[start of Supplied passage]

3. The Physical Pain of the Cross. Crucifixion is believed to have originated in the Persian Empire; however, Romans are given credit for perfecting it into a heinous means of inflicting death. Romans crafted the cruelty of crucifixion to demonstrate three clear messages. First, it was incredibly painful for the victim (so much so that the person being crucified often was rendered unconscious during the proceedings). Second, it provided a lingering death, which was much preferred for extremely vicious criminal acts. Third, it afforded a horrific deterrent for anyone contemplating a similar offense. Josephus described crucifixion, following the siege of Jerusalem by the Romans in A.D. 66-70, as “the most wretched of deaths.”

Archaeological evidence strongly suggests that criminals during the time of Christ were not forced to carry an entire T-shaped cross, but rather only the crossbeam, which would have weighed between 75 and 125 pounds. The vertical post would be laid down and the cross piece fastened to it, the condemned nailed through the wrists and feet, then the cross would be lifted up and slammed down into the hole made for the post. Archaeological data indicate that the specific nails used during the time of Christ’s crucifixion were tapered iron spikes five to seven inches long with a square shaft approximately three-eighths of an inch across. In John's gospel, Thomas says he would not believe unless he saw and touched the nail marks in Jesus' hands.

[end of Supplied passage]
[start of Given records]

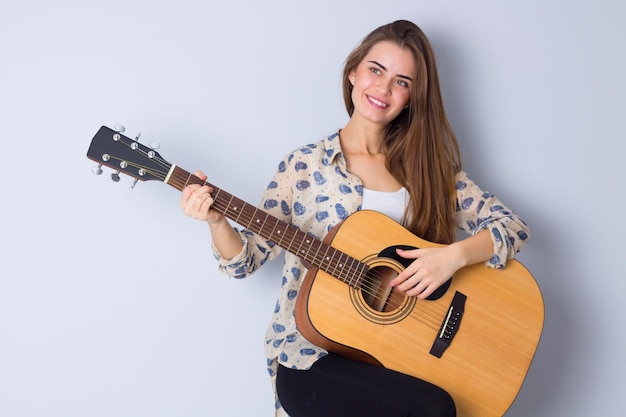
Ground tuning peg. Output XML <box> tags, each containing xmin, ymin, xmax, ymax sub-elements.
<box><xmin>91</xmin><ymin>164</ymin><xmax>102</xmax><ymax>175</ymax></box>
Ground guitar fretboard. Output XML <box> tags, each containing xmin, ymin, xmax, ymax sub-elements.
<box><xmin>165</xmin><ymin>165</ymin><xmax>369</xmax><ymax>288</ymax></box>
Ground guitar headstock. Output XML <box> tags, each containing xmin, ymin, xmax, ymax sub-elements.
<box><xmin>87</xmin><ymin>126</ymin><xmax>172</xmax><ymax>183</ymax></box>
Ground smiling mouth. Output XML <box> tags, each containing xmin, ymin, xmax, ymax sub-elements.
<box><xmin>367</xmin><ymin>96</ymin><xmax>389</xmax><ymax>109</ymax></box>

[end of Given records]

- Goals:
A – According to the passage on crucifixion, how much would the crossbeam carried by the condemned have weighed?
B – Return the section of the passage on crucifixion starting with "Archaeological evidence strongly" and going on through "in Jesus' hands.".
C – Translate this sentence from the passage on crucifixion into Spanish: "Romans crafted the cruelty of crucifixion to demonstrate three clear messages."

- Final answers:
A – Between 75 and 125 pounds.

B –
Archaeological evidence strongly suggests that criminals during the time of Christ were not forced to carry an entire T-shaped cross, but rather only the crossbeam, which would have weighed between 75 and 125 pounds. The vertical post would be laid down and the cross piece fastened to it, the condemned nailed through the wrists and feet, then the cross would be lifted up and slammed down into the hole made for the post. Archaeological data indicate that the specific nails used during the time of Christ’s crucifixion were tapered iron spikes five to seven inches long with a square shaft approximately three-eighths of an inch across. In John's gospel, Thomas says he would not believe unless he saw and touched the nail marks in Jesus' hands.

C – Los romanos diseñaron la crueldad de la crucifixión para demostrar tres mensajes claros.